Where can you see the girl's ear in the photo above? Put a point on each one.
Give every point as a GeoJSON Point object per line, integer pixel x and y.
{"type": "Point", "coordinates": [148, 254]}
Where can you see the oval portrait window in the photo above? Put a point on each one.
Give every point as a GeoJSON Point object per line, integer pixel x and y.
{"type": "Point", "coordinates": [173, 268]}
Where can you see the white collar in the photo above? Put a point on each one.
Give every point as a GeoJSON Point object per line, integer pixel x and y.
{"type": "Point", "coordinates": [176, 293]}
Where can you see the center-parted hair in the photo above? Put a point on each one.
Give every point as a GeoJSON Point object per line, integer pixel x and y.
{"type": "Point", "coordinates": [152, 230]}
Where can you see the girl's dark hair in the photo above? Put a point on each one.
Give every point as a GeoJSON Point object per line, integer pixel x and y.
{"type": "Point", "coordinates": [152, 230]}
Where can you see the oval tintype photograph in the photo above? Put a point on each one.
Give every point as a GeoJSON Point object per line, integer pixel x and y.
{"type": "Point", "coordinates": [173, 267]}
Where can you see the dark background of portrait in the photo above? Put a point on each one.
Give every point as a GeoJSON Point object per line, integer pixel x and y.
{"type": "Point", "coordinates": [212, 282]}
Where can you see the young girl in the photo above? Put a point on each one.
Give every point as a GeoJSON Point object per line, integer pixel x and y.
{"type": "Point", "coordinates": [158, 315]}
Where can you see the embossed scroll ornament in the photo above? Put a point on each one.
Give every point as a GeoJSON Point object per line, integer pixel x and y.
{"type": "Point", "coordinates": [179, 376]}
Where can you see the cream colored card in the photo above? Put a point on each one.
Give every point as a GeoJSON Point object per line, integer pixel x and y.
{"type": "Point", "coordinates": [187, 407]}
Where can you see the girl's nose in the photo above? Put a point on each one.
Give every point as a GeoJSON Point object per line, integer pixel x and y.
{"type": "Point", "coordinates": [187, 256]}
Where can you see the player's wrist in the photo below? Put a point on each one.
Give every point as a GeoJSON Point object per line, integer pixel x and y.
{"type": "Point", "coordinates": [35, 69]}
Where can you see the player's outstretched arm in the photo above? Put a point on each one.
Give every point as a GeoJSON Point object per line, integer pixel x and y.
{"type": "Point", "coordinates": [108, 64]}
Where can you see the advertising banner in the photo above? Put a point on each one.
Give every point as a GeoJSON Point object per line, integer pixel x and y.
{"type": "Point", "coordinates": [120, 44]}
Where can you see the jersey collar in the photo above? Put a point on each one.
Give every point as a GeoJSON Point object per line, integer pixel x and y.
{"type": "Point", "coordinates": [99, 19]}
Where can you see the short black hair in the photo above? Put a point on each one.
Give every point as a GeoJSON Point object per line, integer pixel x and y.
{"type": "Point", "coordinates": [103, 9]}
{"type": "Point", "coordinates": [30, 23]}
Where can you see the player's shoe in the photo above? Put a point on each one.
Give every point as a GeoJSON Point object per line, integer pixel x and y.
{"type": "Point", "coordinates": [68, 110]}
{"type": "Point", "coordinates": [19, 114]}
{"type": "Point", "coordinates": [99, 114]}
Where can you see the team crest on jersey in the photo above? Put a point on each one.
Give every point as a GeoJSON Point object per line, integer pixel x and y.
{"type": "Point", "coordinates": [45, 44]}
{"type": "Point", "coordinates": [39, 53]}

────────────────

§ **REQUIRED WORK**
Extract all of the data shown above without alteration.

§ **FINAL RESULT**
Where can you see the girl's ear in the photo above? Put a point on each one.
Give every point as a GeoJSON Point object per line, integer pixel x and y.
{"type": "Point", "coordinates": [148, 254]}
Where can you see the oval portrait window in the photo above? Put a point on each one.
Give every point as a GeoJSON Point object per line, integer pixel x and y.
{"type": "Point", "coordinates": [173, 268]}
Where can you see the white collar in the photo above? Put a point on each one.
Give every point as a GeoJSON Point object per line, integer pixel x and y.
{"type": "Point", "coordinates": [176, 293]}
Where can you see the center-parted hair in the photo above? Put a point on each one.
Give every point as a GeoJSON Point object per line, integer pixel x and y.
{"type": "Point", "coordinates": [152, 230]}
Where can you see the girl's dark hair in the photo above? Put a point on each one.
Give every point as a GeoJSON Point object per line, integer pixel x and y.
{"type": "Point", "coordinates": [152, 230]}
Where can you see the oval tintype photograph in the photo above? Put a point on each one.
Give every point as a GeoJSON Point object per line, integer pixel x and y.
{"type": "Point", "coordinates": [173, 267]}
Where can you see the dark background of portrait in the photo above? Put a point on each one.
Give every point as a GeoJSON Point object per line, integer pixel x and y.
{"type": "Point", "coordinates": [212, 282]}
Where can you see the young girl in the photo above? Put a point on each one.
Give every point as a GeoJSON Point object per line, integer pixel x and y.
{"type": "Point", "coordinates": [158, 315]}
Where can you see the embossed scroll ornament in the photo above? Put a point on each one.
Give every point as a GeoJSON Point object per line, integer pixel x and y.
{"type": "Point", "coordinates": [179, 376]}
Where can you see the cream colored card in the photo above? Put a point on each one.
Give every point as a GeoJSON Point object per line, integer pixel x and y.
{"type": "Point", "coordinates": [187, 407]}
Where can you see the girl's nose in the photo above? Put a point on each one.
Give every point as a GeoJSON Point object per line, integer pixel x and y.
{"type": "Point", "coordinates": [187, 256]}
Where can you see the player's wrist in the photo below? Put a point on each one.
Give every point as a GeoJSON Point object per line, integer pixel x and y.
{"type": "Point", "coordinates": [35, 69]}
Where can you see the player's outstretched arm in the photo above? Put a point on each one.
Give every point as a GeoJSON Point object per line, integer pixel x and y.
{"type": "Point", "coordinates": [108, 64]}
Where can you see the advertising banner in the photo above? Put a point on each one.
Give every point as a GeoJSON Point object per line, integer pixel x and y.
{"type": "Point", "coordinates": [120, 44]}
Where can you see the jersey collar in the photo above? Put a point on each one.
Give every point as a GeoJSON Point object per line, integer pixel x and y.
{"type": "Point", "coordinates": [99, 19]}
Where can you see the short black hair in the photo above? Put a point on each one.
Give every point as a GeoJSON Point object per line, integer pixel x and y.
{"type": "Point", "coordinates": [103, 9]}
{"type": "Point", "coordinates": [30, 23]}
Where can you see the player's shoe in the photo above? Put a point on each one.
Give every point as a GeoJSON Point object per line, integer pixel x and y.
{"type": "Point", "coordinates": [68, 110]}
{"type": "Point", "coordinates": [19, 114]}
{"type": "Point", "coordinates": [99, 114]}
Where can you see the team crest on jersey in the photo above? Put a point on each one.
Give every point as a GeoJSON Point object per line, integer pixel x and y.
{"type": "Point", "coordinates": [45, 44]}
{"type": "Point", "coordinates": [39, 53]}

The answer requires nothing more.